## Excerpted data

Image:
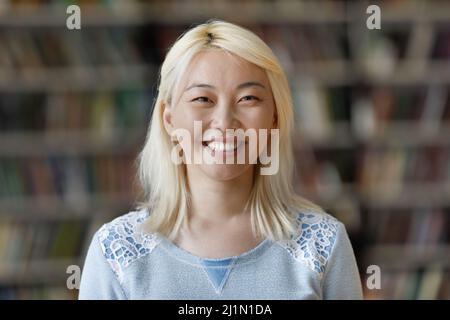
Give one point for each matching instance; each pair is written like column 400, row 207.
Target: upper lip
column 223, row 139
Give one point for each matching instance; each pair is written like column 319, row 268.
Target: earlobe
column 275, row 122
column 167, row 119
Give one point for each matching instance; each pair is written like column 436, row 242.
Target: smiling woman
column 221, row 230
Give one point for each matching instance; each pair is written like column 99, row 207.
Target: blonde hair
column 273, row 201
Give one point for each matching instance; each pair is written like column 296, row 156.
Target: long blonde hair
column 273, row 201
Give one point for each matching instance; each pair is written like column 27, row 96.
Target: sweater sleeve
column 98, row 281
column 341, row 279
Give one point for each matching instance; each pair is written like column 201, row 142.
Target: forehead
column 222, row 69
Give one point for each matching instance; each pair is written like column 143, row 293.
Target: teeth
column 220, row 146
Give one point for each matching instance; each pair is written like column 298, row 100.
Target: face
column 219, row 93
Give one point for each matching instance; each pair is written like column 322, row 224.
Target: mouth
column 221, row 147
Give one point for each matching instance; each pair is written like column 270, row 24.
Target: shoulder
column 122, row 242
column 314, row 239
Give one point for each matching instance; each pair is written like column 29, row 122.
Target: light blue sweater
column 317, row 263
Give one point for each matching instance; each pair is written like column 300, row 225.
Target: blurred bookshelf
column 372, row 140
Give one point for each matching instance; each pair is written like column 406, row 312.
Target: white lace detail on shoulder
column 122, row 244
column 315, row 240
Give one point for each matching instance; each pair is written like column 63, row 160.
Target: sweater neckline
column 191, row 258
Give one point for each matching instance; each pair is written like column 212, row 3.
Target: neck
column 215, row 202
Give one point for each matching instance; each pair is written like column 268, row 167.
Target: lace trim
column 122, row 244
column 313, row 245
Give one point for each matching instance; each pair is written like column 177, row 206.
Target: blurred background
column 372, row 141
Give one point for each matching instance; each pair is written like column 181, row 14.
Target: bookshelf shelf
column 79, row 143
column 77, row 78
column 47, row 272
column 86, row 114
column 71, row 205
column 398, row 256
column 133, row 13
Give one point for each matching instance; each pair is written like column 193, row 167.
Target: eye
column 250, row 98
column 201, row 99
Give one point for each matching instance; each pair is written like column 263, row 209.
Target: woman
column 219, row 228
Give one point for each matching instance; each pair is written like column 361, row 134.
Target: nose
column 224, row 117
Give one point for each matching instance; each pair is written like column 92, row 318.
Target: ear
column 167, row 118
column 275, row 121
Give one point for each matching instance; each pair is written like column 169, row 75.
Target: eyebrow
column 239, row 87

## What you have to do
Retype the lines of the listing word for word, starting with the line containing "300, row 225." and going on through the line containing "column 372, row 140". Include both of those lines.

## In response
Give one point for each matching instance; each pair is written like column 300, row 225.
Target: blurred bookshelf
column 372, row 140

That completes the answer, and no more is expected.